Written problem | Please rewrite every one of the records below, changing "pixel coordinates" to "x and y coordinates" wherever it appears and keeping everything else the same. Leave the pictures out of your answer.

Data excerpts |
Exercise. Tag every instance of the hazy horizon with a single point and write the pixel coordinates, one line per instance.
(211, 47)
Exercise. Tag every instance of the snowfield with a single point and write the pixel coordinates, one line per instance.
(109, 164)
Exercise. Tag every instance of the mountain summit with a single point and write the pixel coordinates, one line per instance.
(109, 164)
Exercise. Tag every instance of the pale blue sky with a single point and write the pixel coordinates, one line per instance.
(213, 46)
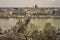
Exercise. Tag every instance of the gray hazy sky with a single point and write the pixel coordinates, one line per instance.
(29, 3)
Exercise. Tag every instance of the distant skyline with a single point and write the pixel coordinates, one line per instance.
(29, 3)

Expected answer |
Exercise. Tag every instance of the hazy horizon with a single point and write the x and y coordinates, one line per instance.
(211, 47)
Exercise. Tag every instance of the snowfield with a single point and write the x and y coordinates, one line per instance.
(109, 164)
Exercise. Tag every instance of the mountain summit with a single point and write the x and y coordinates, one line per instance.
(109, 164)
Exercise. Tag every instance of the pale blue sky with a single point and write the x and y coordinates, one line per instance.
(213, 46)
Exercise. Tag every instance of the gray hazy sky with a single point and write the x and y coordinates, one line per instance.
(29, 3)
Exercise. Tag every instance of the distant skyline with a single point and write the x and y coordinates, one line per instance.
(29, 3)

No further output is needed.